Away from those laboratories is a spectacle seen every year from May through July. Hundreds of thousands of horseshoe crabs amass along the shores of the Delaware Bay as the tide rolls in.

Smaller male crabs gather around the larger females, which can lay upwards of 100,000 tiny, greenish eggs in the moist sand along the tide line. In their wake, shorebirds swoop in to gobble up exposed eggs.

Previous studies have suggested this event in part contributes significantly to Delaware’s multi-million-dollar coastal tourism industry by attracting birders and wildlife watchers from around the world.

For some of the shorebirds that attract those tourists, such as the federally threatened Rufa red knot, horseshoe crab eggs literally mean life or death. That’s why many birding organizations advocate to completely stop the harvest of horseshoe crabs to protect a species already struggling with the impacts of climate change and habitat loss.

While observations and data from the Atlantic States Marine Fisheries Commission point to more and more horseshoe crabs surviving the perils of the Delaware Bay, the population is still not as strong as it once was.

The numbers were decimated from the mid-1800s through the 1920s, when up to two million a year were harvested for fertilizer and livestock feed.

Another sharp decline in the wild population came in the mid-1990s, when millions of horseshoe crabs were being caught and killed each year, mainly for bait in eel and whelk fisheries. That culling, in turn, threatened the food supply for shorebirds.

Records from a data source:
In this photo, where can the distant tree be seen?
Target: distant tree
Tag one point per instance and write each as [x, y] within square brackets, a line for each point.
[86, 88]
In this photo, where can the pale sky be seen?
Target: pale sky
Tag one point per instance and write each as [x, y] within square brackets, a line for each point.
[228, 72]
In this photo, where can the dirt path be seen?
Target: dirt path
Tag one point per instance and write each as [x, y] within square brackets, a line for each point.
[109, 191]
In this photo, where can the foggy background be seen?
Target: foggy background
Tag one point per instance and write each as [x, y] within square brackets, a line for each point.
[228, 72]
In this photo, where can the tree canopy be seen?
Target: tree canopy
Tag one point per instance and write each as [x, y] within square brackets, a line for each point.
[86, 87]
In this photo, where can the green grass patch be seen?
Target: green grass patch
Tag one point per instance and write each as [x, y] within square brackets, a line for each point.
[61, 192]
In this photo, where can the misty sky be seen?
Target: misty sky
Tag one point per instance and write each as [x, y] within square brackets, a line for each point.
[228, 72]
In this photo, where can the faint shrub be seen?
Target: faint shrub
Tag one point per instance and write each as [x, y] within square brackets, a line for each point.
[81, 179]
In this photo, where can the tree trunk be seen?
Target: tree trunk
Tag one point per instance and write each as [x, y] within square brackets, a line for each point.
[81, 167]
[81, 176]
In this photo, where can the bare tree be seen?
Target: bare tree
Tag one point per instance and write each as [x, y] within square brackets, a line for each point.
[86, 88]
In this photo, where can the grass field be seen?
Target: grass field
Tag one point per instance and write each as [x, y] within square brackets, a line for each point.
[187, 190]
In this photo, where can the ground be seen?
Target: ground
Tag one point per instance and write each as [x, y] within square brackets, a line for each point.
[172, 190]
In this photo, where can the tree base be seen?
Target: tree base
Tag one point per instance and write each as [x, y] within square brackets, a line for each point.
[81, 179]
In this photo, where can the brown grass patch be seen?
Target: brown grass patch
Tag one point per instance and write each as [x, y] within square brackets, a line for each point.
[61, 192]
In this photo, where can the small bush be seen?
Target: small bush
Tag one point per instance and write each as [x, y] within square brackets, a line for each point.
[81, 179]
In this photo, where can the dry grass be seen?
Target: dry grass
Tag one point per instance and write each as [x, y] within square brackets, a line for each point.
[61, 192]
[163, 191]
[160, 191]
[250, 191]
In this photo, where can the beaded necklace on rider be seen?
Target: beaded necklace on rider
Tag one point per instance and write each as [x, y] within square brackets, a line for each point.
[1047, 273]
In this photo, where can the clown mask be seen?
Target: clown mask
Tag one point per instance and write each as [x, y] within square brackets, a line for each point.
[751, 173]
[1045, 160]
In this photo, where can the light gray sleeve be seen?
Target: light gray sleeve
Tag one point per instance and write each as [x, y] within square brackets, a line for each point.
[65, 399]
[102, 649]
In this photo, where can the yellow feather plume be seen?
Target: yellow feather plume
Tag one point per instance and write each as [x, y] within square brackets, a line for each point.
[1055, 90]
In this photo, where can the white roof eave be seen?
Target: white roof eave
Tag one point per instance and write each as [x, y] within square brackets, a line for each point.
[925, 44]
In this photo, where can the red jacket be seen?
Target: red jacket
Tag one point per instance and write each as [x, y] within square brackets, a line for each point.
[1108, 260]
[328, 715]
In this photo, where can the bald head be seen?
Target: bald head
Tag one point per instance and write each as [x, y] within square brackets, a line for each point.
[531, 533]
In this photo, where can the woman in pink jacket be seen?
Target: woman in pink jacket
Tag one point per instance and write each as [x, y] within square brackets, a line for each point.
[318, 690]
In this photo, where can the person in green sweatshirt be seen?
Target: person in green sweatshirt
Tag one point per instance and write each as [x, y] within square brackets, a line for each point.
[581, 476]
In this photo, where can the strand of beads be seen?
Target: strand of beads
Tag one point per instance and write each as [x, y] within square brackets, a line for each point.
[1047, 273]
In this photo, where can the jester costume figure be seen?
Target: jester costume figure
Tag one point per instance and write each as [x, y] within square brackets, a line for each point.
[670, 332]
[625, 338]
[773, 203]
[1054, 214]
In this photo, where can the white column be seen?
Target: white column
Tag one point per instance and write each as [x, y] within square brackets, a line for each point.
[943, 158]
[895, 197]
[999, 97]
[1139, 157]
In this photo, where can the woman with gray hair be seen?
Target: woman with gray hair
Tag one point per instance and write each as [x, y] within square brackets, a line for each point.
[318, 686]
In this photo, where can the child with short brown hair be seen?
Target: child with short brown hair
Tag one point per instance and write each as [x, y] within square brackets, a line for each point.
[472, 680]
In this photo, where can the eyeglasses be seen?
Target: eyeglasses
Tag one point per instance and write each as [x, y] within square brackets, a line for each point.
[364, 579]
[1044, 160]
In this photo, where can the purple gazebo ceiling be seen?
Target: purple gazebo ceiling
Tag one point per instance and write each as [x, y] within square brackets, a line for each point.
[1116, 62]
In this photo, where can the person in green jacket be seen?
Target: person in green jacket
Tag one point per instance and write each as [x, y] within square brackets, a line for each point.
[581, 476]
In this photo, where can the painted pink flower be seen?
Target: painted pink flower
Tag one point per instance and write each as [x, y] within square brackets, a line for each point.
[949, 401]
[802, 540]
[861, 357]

Task brief:
Extract the full text about horseshoe crabs on the Delaware Bay and reproduce it word for word.

Response area:
Away from those laboratories is a spectacle seen every year from May through July. Hundreds of thousands of horseshoe crabs amass along the shores of the Delaware Bay as the tide rolls in.

Smaller male crabs gather around the larger females, which can lay upwards of 100,000 tiny, greenish eggs in the moist sand along the tide line. In their wake, shorebirds swoop in to gobble up exposed eggs.

Previous studies have suggested this event in part contributes significantly to Delaware’s multi-million-dollar coastal tourism industry by attracting birders and wildlife watchers from around the world.

For some of the shorebirds that attract those tourists, such as the federally threatened Rufa red knot, horseshoe crab eggs literally mean life or death. That’s why many birding organizations advocate to completely stop the harvest of horseshoe crabs to protect a species already struggling with the impacts of climate change and habitat loss.

While observations and data from the Atlantic States Marine Fisheries Commission point to more and more horseshoe crabs surviving the perils of the Delaware Bay, the population is still not as strong as it once was.

The numbers were decimated from the mid-1800s through the 1920s, when up to two million a year were harvested for fertilizer and livestock feed.

Another sharp decline in the wild population came in the mid-1990s, when millions of horseshoe crabs were being caught and killed each year, mainly for bait in eel and whelk fisheries. That culling, in turn, threatened the food supply for shorebirds.